Excerpt to read -
● ● ● ● ● ● ●

Women’s Money and The Duty We Owe To History To Rewrite It
I want to start with a story about my Nan. The fact that she is MY nan is not important. She was so typical of many women from her generation, with their prime in the mid-twentieth century, that she could be anyone’s Nan. Her husband, my grandfather, was an incredibly kind man. He retired as a Chief Constable in the NSW police force and was the senior policeman at Bathurst during the famous riots.
My grandmother’s father passed away in 1919, as a hero of Gallipoli, but the date is important because prior to 1922, women did not have the right to equal inheritance, the upshot of which meant that she entered her marriage entirely dependent although Australia was one of the first countries that allowed married women to own property.
It is hard for many of us in the room to think about that kind of financial state but I think it is best summed up by Sir William Blackstone, a Privy Council Judge who famously observed that “the very being or legal existence of the women is suspended during the marriage and…consolidated into that of the husband.‟
My nan spent her life cooking and cleaning for her family and earned a government stipend doing cooking and cleaning in the police watchhouses that my grandfather ran and occasionally sitting as a JP. With her husband as the local copper, this situation wasn’t exactly the separation of powers that our constitution intended – but nonetheless it was the country and justice was efficient (if nothing else).
She was smart relative to her level of education and access to information. She was hard-working, hard-wearing and for all intents and purposes, essentially invisible. Like a child, She has little control of her destiny – but that is how it was. She had no real property rights until she became a widow – a period of only 12 weeks in the winter of her life. For the majority of her 68 years, she had been, systematically shut out of the financial and property markets, except alongside her husband – due to it being an explicit male system.

● ● ● ● ● ● ●

Extracted records:
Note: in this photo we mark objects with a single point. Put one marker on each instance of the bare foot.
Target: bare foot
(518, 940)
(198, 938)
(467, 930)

● ● ● ● ● ● ●

Prompt -
Resume the essay on women's money and history, writing on from its final sentence.

Reply to the exercise -
On a side note and utter technicality, I think that because she was in the public service while married, (cooking and cleaning for the NSW Police,) Nan was in violation of the marriage bar – a law that made it illegal for women to work in the public service once they were married. My Nan, along with many women who weren’t married to a copper and had to lie about their marital status, became what was known as a white-veil criminals. In 1956, this marriage bar was lifted for teachers, so that it was not illegal for women to be married and work as teachers. Of course they were both paid terribly because equal pay was not available until 1972, and arguably still not today.
Of how recent these dates are is not shocking enough, here are a few other things that had to be put up with well into the generation of my Mother.
It wasn’t until 1961 that women were able to gain access to the contraceptive pill but only via a prescription and with a husband. Many people don’t realise is that its purchase attracted a 27.5% ‘luxury tax’. It was a luxury available to wealthy, married women, to access the pill.
It wasn’t until 1965 that women won the right to drink in bars. Young women take this simple freedom for granted now – and so they should. So they should.
Even after the legislative bars were lifted, working women even in our generation were routinely refused mortgages in their own right or were granted them only if they could secure the signature of a male guarantor. Without being so overtly gendered, the algorithms that determine who can participate in financial markets and property markets were written by men – men from a very different time, my Nan’s time.
The implicit norms that prevented my Nan, and millions of women like her from reaching her potential, were male norms. Lower-income, childcare responsibilities, and desperately low levels of superannuation all skew access to personal finance away from women – even to this day in the way some lenders calculate serviceability.
Oscar Wilde said, “the duty we owe to history is to rewrite it‟.
And that is exactly what Professor Lo, an econometrician working with the Computer Science and Artificial Intelligence Lab at MIT are doing. Rewriting history using Ai and the liberating power of big data to breakdown these implicitly male norms.
Let me tell you about Professor’s Los application of Ai to the finance market.
In his pursuit of precision and a predictive way to dynamically manage investment – his book is called Adaptive Markets – Lo posits that the financial markets work more like biology than physics. He said markets didn’t behave ‘efficiently’ as we thought – They are evolutionary and chaotic and driven by lots of irrational decisions, like fear and greed.
His analysis of the factors that were predictive of default on mortgages had very little to do with being female. Some of the outputs of his research indicated that single and low-income women, even mothers, were less likely to default – I wonder if that is because they have so much more to lose.